### The exercise
Every line of the material is to be quoted verbatim, minus the pictures.

### Records shown
>>

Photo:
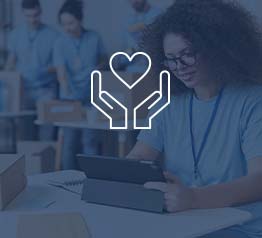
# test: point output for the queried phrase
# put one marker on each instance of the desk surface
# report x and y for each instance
(106, 221)
(17, 114)
(84, 124)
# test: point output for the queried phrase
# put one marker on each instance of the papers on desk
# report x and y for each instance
(66, 225)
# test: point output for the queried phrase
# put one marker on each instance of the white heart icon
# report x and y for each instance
(130, 58)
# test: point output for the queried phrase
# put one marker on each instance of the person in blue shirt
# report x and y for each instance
(30, 49)
(142, 14)
(77, 53)
(211, 133)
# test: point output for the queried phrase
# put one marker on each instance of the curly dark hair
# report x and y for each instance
(223, 33)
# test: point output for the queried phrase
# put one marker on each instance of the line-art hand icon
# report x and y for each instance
(109, 105)
(100, 99)
(157, 98)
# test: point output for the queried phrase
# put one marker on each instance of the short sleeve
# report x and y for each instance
(251, 129)
(153, 137)
(58, 55)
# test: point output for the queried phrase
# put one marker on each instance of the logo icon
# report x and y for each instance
(108, 104)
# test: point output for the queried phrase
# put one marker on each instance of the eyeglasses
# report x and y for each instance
(187, 59)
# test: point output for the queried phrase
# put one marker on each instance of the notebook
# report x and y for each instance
(73, 184)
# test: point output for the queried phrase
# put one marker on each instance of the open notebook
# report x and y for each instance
(72, 183)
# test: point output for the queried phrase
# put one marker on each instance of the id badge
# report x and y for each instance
(77, 64)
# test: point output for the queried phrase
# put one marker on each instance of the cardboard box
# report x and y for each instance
(53, 225)
(129, 98)
(126, 195)
(39, 156)
(12, 178)
(11, 92)
(59, 111)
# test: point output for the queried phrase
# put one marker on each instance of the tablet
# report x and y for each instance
(121, 169)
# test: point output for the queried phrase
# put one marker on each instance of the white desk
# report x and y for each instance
(11, 117)
(113, 222)
(122, 134)
(84, 124)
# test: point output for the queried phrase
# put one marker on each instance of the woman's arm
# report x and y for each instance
(243, 190)
(179, 197)
(143, 151)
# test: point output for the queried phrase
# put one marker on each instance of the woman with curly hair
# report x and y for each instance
(211, 134)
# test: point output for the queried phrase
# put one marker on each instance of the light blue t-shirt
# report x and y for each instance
(34, 54)
(234, 139)
(80, 57)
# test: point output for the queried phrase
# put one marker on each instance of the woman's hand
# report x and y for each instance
(178, 197)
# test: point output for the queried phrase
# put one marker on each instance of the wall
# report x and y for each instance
(111, 14)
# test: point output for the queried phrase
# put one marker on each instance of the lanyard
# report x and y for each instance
(206, 134)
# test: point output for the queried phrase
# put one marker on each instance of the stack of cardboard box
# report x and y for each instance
(39, 156)
(12, 178)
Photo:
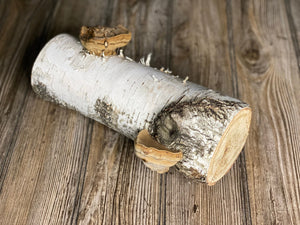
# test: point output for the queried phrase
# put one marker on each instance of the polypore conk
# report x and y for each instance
(173, 121)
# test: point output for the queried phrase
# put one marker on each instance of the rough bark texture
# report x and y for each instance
(195, 127)
(129, 97)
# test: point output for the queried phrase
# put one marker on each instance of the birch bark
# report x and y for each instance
(129, 97)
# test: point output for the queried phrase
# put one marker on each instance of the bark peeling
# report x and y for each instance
(194, 127)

<<

### Answer to the problem
Photo:
# test: point output for the queried phrase
# put one marker on each instance of the desk surface
# report x and y for each instance
(106, 221)
(17, 114)
(84, 124)
# test: point output for the queried phrase
# put one marker on each instance of the papers on desk
# report x and y for each instance
(66, 225)
# test: point output for the queried phrase
# put one marker on each instance of the white heart icon
# report x and y for each instance
(130, 58)
# test: point output for the queried phrase
# put one marker on each instance of the person in blue shirt
# report x and y for each instance
(30, 49)
(142, 14)
(77, 53)
(211, 133)
# test: point output for the queried phrase
# put one marker on each instance of the curly dark hair
# report x and y for each instance
(223, 33)
# test: point output for the queried phrase
# put one marker on each instance of the line-art hand icon
# report x and y for each instance
(109, 105)
(100, 99)
(157, 98)
# test: point output for the queried phrase
# put one marker on each instance of the short sleeve
# report x and y for each instance
(251, 129)
(153, 137)
(58, 55)
# test: point output for the queried phrase
# put one marker on each instance of the logo icon
# report x and y for each instance
(108, 104)
# test: point output for the queried phrase
# put one marker on each instance of the eyeglasses
# report x and y for each instance
(187, 59)
# test: point output for the queried phrase
# put one marker on each instance of the notebook
# report x and y for each instance
(73, 184)
# test: point output for the queried phrase
# put one marker on each instance of the open notebook
# report x and y for each instance
(72, 183)
# test: point output for the queried phrase
# put one marker on each instance of the id badge
# report x and y for each instance
(77, 64)
# test: point output for the queried phrase
# put one marker on each instance of the cardboard box
# report x and y for each instance
(53, 225)
(129, 98)
(126, 195)
(39, 156)
(12, 178)
(11, 92)
(59, 111)
# test: point output for the queried phrase
# put one marker on each instance of the tablet
# report x and y for each instance
(121, 169)
# test: point output for the queried phrase
# put one marker on each instance of the white desk
# report x and y for each instance
(11, 117)
(113, 222)
(122, 134)
(84, 124)
# test: point output for the queried phrase
# put one marker on each instance of the woman's arm
# report x and y for each instance
(243, 190)
(179, 197)
(143, 151)
# test: point output for the queried phrase
# put one marker on each instance of the woman with curly hair
# report x and y for each instance
(211, 134)
# test: point output for the queried phrase
# put one marker on each instance of the light blue t-shirt
# report x and y for each instance
(34, 54)
(234, 139)
(80, 57)
# test: point output for the queried phrase
# put one marker on each instance of the woman's hand
# report x and y for each instance
(178, 197)
# test: point output for the queried phrase
# put one marker on each instance of the wall
# report x and y for each instance
(111, 14)
# test: point output for the queried phrase
# put one marker on each instance of the lanyard
# report x and y for each instance
(206, 134)
# test: point output for the queried phrase
# put one marker on each instance of the stack of cardboard box
# report x and y for each instance
(39, 156)
(12, 178)
Photo:
# test: point output for the queried phrase
# put one marker on each instance of the polypore conk
# report x and y for each instance
(173, 121)
# test: point output for the queried phrase
# put one marker on each instance of the rough bark texture
# report x and y for each instance
(195, 127)
(129, 97)
# test: point output for the queried phrase
# put one marker on each instance of the birch bark
# report x and y for each instance
(129, 97)
# test: point output for the queried phrase
# put one marker on each instance of the bark peeling
# report x and y for each instance
(194, 127)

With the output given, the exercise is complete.